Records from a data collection
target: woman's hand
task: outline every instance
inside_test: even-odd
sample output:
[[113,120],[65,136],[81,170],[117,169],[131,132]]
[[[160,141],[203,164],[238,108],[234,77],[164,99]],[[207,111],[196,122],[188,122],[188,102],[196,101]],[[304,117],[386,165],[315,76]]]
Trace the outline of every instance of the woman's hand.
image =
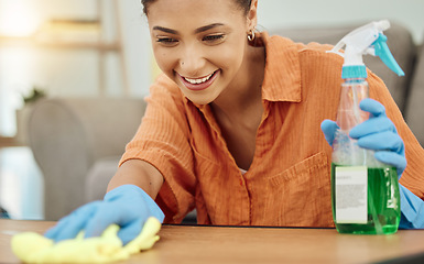
[[[376,100],[363,99],[359,107],[369,112],[370,118],[351,129],[349,136],[358,140],[359,146],[376,151],[378,161],[396,167],[400,178],[406,167],[405,147],[393,122],[385,116],[384,107]],[[320,128],[331,145],[338,125],[331,120],[324,120]]]
[[106,194],[102,201],[93,201],[50,229],[44,235],[55,242],[74,239],[79,231],[85,238],[99,237],[110,224],[120,227],[118,237],[123,244],[133,240],[149,217],[163,222],[164,215],[154,200],[135,185],[122,185]]

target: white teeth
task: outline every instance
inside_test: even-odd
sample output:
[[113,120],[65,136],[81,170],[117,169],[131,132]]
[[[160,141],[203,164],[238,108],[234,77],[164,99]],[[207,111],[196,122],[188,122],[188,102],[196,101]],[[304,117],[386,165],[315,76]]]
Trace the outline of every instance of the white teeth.
[[210,77],[214,75],[214,73],[209,74],[208,76],[204,77],[204,78],[198,78],[198,79],[191,79],[191,78],[186,78],[184,77],[184,79],[188,82],[191,82],[192,85],[199,85],[199,84],[203,84],[205,82],[206,80],[210,79]]

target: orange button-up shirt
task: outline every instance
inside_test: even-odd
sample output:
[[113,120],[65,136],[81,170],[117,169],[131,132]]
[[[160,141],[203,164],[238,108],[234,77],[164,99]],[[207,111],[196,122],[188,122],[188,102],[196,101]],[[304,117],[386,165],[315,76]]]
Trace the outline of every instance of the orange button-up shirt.
[[[164,176],[156,198],[165,222],[197,209],[202,224],[334,227],[331,148],[320,131],[336,119],[343,58],[328,45],[262,33],[267,53],[264,113],[246,174],[227,148],[208,105],[191,102],[167,77],[151,87],[148,108],[121,163],[140,158]],[[382,102],[405,141],[401,183],[423,197],[424,151],[384,84],[369,72],[370,97]]]

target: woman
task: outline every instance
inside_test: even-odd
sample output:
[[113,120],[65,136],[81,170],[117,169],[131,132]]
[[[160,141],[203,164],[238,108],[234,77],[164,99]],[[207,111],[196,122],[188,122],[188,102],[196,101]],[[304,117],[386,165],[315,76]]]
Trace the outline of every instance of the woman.
[[[128,243],[148,217],[180,222],[194,208],[203,224],[334,227],[331,147],[319,125],[335,119],[343,58],[327,45],[256,32],[258,0],[142,3],[164,75],[104,201],[77,209],[46,237],[99,235],[118,223]],[[357,138],[400,175],[406,150],[413,162],[401,183],[420,198],[402,187],[401,226],[423,227],[404,200],[422,204],[424,151],[383,82],[372,73],[367,80],[405,147],[374,100],[363,102],[372,114]],[[384,125],[376,130],[374,121]],[[323,123],[329,142],[335,128]]]

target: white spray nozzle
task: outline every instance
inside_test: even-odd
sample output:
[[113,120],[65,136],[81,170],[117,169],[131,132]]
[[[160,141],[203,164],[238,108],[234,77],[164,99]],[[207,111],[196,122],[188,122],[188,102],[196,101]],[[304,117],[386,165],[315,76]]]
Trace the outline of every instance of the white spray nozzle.
[[[363,66],[362,56],[367,54],[379,56],[390,69],[403,76],[403,70],[394,61],[385,43],[387,37],[383,35],[383,31],[388,29],[390,29],[388,20],[371,22],[344,36],[329,52],[345,57],[344,67]],[[340,53],[339,51],[344,46],[346,46],[345,53]]]

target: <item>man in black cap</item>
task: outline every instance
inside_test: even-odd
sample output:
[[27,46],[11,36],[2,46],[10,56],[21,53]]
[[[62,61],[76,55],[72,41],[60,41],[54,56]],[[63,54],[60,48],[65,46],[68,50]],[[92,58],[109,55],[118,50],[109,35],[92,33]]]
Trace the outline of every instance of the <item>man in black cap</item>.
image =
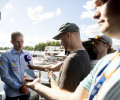
[[105,55],[113,53],[114,50],[112,47],[112,39],[106,35],[98,35],[94,38],[89,38],[94,41],[92,46],[93,52],[96,54],[95,59],[91,60],[92,68],[96,63]]
[[[58,86],[70,92],[75,91],[80,81],[90,72],[90,59],[80,40],[79,28],[74,23],[63,24],[59,28],[59,33],[53,39],[61,40],[62,46],[70,54],[66,57],[63,64],[56,66],[42,67],[32,66],[30,68],[39,70],[59,71]],[[50,76],[51,86],[55,86],[54,77]]]

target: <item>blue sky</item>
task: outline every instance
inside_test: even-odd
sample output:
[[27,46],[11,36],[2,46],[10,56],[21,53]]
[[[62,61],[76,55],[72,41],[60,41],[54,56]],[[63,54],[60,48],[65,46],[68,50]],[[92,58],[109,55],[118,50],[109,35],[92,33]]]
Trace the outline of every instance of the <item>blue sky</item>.
[[1,14],[0,47],[12,47],[14,31],[23,33],[24,46],[50,41],[66,22],[80,27],[82,40],[101,34],[92,18],[93,0],[9,0]]

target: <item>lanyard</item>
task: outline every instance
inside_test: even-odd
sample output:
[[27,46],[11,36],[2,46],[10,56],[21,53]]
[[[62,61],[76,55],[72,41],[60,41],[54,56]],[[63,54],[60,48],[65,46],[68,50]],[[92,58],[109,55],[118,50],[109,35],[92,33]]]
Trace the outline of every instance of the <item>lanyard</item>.
[[116,51],[115,56],[113,56],[106,65],[99,71],[95,78],[95,85],[93,90],[90,93],[89,100],[93,100],[94,96],[98,93],[100,87],[105,82],[106,79],[111,77],[111,75],[120,67],[120,62],[115,66],[112,70],[109,70],[107,73],[103,74],[102,72],[105,70],[105,68],[113,61],[113,59],[120,54],[120,48]]

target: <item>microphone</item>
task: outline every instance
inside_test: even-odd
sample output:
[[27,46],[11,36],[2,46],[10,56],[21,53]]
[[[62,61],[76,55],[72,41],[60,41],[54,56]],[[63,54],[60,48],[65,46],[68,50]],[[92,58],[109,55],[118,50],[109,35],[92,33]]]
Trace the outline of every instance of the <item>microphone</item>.
[[24,59],[25,59],[25,61],[28,63],[28,65],[30,65],[30,60],[31,60],[31,57],[29,56],[29,55],[25,55],[24,56]]

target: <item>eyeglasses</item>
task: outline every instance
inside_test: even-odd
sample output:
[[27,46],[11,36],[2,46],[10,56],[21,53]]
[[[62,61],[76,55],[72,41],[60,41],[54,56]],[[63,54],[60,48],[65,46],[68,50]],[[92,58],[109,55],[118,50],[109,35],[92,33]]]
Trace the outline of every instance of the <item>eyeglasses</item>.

Task to carry out: Could you rewrite the listing, from the line containing "target: <item>lanyard</item>" down through the line containing "Trace the outline of every instance of the <item>lanyard</item>.", as a Markdown table with the columns Row and Line, leaving out any blank lines?

Answer to this problem:
| Row | Line |
|---|---|
| 1 | target: <item>lanyard</item> |
| 2 | task: outline every instance |
| 3 | inside_test: even-odd |
| 4 | sample output: |
| 5 | [[27,46],[11,36],[2,46],[10,56],[21,53]] |
| 6 | [[[62,61],[76,55],[72,41],[60,41],[54,56]],[[63,54],[60,48],[65,46],[68,50]],[[92,58],[109,55],[118,50],[109,35],[92,33]]] |
| 7 | Trace the outline of every instance of the <item>lanyard</item>. |